DESCRIPTION OF THE TASK
Please say how many lines in the records below contain the word "price", giving the number alone.

Items listed in a dataset
#####

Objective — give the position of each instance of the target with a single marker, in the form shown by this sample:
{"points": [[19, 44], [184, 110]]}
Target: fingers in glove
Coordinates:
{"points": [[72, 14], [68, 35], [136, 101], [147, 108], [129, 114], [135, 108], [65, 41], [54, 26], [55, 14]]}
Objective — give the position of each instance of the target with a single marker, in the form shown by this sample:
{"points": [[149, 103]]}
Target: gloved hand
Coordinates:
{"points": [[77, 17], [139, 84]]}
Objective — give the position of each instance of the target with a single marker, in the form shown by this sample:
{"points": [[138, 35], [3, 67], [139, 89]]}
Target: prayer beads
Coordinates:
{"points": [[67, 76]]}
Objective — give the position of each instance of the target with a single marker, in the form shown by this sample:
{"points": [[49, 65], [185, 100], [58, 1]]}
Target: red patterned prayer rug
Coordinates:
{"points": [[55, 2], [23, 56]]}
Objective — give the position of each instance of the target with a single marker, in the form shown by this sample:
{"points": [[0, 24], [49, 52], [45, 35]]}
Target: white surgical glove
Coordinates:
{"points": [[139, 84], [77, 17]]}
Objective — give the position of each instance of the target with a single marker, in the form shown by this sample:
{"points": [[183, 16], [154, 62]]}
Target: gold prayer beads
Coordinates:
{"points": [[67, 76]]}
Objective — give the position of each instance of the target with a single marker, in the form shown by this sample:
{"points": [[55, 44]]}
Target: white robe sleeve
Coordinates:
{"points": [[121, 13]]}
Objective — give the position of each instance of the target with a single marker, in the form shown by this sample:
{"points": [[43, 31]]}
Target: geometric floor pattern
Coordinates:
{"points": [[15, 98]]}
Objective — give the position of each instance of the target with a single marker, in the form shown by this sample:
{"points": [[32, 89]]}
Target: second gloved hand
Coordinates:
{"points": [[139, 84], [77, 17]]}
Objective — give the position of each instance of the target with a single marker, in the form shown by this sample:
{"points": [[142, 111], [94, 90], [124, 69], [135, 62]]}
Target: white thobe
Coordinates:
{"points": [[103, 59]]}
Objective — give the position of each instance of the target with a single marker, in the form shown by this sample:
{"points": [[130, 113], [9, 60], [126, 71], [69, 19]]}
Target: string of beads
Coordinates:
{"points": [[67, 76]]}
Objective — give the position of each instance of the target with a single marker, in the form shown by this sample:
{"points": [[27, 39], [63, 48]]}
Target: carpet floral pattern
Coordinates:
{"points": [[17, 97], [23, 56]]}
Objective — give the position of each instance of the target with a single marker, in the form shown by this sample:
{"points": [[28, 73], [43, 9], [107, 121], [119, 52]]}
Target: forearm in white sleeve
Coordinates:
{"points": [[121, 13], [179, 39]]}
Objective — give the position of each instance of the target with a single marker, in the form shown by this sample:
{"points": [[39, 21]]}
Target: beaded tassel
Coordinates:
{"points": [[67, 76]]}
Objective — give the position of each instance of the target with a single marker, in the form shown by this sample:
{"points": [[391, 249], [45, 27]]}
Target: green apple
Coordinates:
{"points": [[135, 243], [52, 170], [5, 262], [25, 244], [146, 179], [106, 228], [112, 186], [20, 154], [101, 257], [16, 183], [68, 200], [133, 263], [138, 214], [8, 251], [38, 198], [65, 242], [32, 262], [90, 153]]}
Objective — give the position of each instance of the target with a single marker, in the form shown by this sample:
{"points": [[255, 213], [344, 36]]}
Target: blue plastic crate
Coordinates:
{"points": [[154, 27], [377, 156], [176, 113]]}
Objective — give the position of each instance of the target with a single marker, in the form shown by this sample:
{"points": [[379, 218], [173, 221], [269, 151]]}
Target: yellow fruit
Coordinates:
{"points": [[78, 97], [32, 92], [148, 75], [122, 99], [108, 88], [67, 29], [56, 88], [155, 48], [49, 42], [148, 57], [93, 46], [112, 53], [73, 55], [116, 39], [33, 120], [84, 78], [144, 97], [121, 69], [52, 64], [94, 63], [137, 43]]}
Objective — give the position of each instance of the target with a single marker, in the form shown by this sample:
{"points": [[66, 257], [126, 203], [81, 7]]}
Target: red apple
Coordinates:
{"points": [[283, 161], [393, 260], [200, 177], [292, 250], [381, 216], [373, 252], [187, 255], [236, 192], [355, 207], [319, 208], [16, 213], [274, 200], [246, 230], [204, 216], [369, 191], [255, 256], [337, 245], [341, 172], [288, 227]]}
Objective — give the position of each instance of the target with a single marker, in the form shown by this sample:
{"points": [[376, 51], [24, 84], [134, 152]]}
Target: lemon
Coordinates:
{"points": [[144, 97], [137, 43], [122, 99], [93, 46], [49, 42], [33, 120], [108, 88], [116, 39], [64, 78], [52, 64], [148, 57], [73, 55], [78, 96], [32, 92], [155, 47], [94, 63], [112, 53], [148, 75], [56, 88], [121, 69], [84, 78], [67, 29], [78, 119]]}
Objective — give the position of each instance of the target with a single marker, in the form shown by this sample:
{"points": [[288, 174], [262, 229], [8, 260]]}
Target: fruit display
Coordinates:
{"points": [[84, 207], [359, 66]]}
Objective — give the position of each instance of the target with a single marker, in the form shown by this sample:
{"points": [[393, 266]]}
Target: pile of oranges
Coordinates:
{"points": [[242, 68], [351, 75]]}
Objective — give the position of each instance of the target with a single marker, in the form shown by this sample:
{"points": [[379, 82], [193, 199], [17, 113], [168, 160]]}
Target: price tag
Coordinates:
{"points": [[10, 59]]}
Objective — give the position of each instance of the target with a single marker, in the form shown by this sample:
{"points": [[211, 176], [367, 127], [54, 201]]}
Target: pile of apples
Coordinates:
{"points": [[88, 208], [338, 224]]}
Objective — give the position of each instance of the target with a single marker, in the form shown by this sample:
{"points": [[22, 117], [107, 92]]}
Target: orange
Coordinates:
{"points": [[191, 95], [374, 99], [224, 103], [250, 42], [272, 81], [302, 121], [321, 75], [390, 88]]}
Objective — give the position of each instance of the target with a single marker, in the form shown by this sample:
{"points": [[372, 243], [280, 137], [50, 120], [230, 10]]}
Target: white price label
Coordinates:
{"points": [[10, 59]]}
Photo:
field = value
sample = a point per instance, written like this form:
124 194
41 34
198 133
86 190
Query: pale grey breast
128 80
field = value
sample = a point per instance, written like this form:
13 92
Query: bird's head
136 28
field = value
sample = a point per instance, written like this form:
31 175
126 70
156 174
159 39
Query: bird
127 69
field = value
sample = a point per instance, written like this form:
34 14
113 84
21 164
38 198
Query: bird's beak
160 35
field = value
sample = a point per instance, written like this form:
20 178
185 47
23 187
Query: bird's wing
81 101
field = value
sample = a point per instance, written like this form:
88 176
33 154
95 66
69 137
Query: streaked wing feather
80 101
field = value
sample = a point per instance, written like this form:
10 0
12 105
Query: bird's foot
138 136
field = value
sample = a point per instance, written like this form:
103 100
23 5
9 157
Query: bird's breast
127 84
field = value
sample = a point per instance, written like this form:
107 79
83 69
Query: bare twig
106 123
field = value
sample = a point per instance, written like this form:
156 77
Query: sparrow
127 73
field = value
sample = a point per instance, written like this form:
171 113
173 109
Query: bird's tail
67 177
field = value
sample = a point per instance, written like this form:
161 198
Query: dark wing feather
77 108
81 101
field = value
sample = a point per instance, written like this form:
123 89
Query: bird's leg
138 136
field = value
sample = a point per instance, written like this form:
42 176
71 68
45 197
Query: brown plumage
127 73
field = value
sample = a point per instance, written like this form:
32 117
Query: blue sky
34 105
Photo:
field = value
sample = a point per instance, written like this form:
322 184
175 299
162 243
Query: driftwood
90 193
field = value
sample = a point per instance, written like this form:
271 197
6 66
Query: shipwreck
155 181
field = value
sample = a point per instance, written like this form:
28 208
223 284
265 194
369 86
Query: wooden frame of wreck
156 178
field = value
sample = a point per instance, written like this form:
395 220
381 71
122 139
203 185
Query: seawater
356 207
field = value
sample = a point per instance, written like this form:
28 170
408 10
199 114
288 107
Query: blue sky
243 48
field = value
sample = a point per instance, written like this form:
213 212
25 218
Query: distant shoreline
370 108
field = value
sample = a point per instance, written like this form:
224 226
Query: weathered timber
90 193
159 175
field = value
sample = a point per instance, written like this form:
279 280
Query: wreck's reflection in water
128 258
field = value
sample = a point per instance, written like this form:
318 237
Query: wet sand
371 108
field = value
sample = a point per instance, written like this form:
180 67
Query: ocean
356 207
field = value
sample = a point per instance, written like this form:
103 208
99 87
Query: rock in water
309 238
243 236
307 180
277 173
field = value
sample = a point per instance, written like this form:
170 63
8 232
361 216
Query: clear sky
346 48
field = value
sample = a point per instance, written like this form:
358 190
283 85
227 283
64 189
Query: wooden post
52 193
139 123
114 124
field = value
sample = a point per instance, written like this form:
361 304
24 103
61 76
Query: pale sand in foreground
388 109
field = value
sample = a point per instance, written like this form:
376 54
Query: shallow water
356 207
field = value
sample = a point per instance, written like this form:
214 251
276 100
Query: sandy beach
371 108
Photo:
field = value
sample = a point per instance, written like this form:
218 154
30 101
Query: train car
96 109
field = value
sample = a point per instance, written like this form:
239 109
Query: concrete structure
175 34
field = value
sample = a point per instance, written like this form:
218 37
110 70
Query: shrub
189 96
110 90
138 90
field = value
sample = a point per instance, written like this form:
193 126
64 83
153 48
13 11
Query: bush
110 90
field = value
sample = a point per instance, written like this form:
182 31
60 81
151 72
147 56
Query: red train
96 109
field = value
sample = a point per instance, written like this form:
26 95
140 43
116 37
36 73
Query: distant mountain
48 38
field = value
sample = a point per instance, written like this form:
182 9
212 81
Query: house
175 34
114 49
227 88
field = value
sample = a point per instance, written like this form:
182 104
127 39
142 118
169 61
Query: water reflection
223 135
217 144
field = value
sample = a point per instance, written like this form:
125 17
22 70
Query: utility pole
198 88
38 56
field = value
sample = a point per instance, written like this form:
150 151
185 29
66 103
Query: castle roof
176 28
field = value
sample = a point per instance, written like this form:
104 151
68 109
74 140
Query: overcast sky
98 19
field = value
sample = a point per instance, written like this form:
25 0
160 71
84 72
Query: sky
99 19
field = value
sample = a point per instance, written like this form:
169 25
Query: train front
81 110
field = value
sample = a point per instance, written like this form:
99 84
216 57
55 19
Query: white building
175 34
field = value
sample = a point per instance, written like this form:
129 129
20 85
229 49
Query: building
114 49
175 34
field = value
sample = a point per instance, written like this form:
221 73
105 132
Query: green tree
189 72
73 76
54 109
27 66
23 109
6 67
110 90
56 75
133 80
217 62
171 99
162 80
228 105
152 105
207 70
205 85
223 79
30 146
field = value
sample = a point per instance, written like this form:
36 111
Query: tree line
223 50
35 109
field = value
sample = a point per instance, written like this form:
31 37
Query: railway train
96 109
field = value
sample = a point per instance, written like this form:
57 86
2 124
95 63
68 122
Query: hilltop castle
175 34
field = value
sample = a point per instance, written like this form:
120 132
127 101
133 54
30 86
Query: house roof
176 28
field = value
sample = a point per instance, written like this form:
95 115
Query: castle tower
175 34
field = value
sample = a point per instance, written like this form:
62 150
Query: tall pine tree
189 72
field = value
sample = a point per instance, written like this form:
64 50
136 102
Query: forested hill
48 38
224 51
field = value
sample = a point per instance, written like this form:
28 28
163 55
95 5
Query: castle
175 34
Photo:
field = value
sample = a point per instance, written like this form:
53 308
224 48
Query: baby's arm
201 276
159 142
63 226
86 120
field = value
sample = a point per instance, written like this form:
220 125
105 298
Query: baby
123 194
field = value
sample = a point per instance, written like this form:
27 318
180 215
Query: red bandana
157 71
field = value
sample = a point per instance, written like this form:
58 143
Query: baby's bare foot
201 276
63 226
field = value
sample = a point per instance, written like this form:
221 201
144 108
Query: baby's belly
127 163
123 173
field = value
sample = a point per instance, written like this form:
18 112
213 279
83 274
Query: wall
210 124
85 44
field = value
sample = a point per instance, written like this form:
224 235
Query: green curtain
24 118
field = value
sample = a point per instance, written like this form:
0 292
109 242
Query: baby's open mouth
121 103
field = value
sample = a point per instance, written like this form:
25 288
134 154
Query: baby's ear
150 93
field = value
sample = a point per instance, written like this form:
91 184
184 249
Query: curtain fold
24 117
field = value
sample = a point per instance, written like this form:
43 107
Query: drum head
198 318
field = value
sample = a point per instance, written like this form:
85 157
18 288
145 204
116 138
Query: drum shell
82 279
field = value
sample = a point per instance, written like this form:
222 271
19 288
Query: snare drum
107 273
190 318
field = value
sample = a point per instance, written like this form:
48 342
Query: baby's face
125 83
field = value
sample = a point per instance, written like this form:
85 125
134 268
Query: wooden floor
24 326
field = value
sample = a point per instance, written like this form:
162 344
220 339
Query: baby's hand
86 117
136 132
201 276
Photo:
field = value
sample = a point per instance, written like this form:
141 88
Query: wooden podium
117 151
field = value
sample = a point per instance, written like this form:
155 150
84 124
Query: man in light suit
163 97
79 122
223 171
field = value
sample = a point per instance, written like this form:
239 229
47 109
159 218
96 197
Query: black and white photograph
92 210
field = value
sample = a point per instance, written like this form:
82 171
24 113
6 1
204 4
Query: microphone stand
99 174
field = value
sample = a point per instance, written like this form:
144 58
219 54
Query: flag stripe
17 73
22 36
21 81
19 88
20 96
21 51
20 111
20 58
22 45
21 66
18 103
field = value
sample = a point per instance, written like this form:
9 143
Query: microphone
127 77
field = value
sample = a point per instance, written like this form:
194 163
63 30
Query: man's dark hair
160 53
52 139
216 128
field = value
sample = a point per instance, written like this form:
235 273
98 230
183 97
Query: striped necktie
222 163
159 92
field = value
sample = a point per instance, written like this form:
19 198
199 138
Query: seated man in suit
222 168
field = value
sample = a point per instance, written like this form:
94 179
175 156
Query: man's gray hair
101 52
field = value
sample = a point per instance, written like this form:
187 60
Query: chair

#####

FINISHED EXERCISE
2